#### TEXT ZUR ANALYSE:
::::
Die Themen der Fotografinnen sind u.a.: der Metropolen-Mythos, Architektur, Mode, Werbung aber auch Sozialreportagen. Deutsche Künstlerinnen Ré Soupault, Ilse Bing, Marianne Breslauer, Germaine Krull und Gisèle Freund sind nach Paris gegangen, um dort zu leben und zu arbeiten. Genauso bewegt wie ihr Leben sind auch die Werke der Fotografinnen. Florence Henri, die am Bauhaus studiert hat, prägte das abstrakt-konstruktivistische Fotografieren. Die interessantesten Aspekte sind die Portraits und Selbstportraits der Künstlerinnen. Sie haben nicht nur Selbstbildnisse erstellt, sondern sich auch gegenseitig fotografiert. Claude Cahun, die sich selbst "Verwandlungskünstlerin" nannte, ist die radikalste in ihren künstlerischen Ausdrucksformen, Dora Maar, die die surrealistische Welt in die Fotografie umsetzte oder Gisèle Freund, bekannt geworden durch ein "who-is-who" der Gelehrten, Literaten und Künstler.
::::
#### DATENLISTE:
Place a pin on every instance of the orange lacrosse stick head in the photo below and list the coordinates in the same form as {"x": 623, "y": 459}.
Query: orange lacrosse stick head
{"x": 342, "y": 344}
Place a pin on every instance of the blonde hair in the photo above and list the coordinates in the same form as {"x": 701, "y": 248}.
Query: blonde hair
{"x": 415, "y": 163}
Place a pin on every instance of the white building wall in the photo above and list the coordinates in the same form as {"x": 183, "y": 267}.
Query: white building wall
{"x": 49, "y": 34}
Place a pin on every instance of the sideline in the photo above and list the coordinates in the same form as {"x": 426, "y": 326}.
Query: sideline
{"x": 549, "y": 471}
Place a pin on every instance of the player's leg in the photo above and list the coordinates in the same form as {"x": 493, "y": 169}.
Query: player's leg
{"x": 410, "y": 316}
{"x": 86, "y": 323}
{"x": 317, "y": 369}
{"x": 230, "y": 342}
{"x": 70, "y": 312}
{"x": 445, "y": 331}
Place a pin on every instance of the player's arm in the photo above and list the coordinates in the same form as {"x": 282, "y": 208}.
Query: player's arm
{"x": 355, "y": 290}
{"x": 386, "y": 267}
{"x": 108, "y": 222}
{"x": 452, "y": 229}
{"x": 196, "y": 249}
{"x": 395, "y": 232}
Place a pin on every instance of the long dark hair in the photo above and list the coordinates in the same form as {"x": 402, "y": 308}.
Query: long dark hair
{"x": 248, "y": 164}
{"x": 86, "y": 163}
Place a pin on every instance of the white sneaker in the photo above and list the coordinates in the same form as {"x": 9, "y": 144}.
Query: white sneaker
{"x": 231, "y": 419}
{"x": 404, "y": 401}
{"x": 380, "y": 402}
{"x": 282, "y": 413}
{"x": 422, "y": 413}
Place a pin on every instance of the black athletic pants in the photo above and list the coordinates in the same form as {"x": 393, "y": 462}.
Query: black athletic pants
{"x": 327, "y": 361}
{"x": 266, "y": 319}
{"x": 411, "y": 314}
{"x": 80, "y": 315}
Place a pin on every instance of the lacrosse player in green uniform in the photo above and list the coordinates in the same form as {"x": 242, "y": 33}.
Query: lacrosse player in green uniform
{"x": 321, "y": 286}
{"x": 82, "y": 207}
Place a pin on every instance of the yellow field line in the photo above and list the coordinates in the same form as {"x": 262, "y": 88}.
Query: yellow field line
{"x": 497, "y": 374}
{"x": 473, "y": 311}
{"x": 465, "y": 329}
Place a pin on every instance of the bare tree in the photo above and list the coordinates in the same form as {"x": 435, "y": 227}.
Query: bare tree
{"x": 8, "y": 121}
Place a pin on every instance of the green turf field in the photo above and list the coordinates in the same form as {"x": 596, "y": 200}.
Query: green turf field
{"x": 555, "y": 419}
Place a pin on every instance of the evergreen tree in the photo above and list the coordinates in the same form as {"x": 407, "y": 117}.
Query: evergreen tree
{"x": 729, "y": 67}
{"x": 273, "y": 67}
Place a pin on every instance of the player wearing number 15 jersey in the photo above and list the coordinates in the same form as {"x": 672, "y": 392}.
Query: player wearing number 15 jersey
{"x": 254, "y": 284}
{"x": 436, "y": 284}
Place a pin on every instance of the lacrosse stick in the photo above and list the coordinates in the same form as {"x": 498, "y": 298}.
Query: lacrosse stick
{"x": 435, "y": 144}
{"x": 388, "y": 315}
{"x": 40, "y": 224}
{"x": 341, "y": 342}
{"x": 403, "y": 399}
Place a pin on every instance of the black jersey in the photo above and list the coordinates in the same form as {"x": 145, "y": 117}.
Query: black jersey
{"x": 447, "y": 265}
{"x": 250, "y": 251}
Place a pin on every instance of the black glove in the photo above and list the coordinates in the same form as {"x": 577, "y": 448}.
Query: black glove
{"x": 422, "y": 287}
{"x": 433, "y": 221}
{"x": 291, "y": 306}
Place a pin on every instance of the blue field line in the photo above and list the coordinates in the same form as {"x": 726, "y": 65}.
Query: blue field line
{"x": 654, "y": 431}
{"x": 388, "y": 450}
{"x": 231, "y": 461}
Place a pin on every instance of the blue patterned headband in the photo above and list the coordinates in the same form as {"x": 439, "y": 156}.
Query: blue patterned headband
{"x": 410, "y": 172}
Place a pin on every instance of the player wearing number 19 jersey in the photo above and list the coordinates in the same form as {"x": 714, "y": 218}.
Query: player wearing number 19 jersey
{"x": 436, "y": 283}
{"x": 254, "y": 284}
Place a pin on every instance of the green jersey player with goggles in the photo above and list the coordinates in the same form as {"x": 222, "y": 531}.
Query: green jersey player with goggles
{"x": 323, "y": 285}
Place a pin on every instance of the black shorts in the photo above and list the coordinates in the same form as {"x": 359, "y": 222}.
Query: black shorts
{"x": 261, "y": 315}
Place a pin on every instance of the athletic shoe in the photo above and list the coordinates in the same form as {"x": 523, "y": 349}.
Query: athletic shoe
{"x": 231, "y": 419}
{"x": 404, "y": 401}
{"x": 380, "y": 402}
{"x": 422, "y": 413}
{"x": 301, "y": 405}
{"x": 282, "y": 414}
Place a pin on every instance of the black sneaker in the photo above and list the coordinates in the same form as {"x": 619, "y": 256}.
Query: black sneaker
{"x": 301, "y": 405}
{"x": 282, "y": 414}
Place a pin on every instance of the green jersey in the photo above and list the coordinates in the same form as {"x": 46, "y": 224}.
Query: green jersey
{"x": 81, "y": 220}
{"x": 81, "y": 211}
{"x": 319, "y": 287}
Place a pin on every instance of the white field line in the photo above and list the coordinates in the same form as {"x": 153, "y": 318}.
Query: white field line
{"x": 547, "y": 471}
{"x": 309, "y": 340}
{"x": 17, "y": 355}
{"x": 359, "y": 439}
::::
#### ARBEITSAUFTRAG:
Übersetze aus dem Text über die Fotografinnen in Paris diesen Satz ins Englische: „Florence Henri, die am Bauhaus studiert hat, prägte das abstrakt-konstruktivistische Fotografieren.“

#### LÖSUNG:
Florence Henri, who studied at the Bauhaus, shaped abstract-constructivist photography.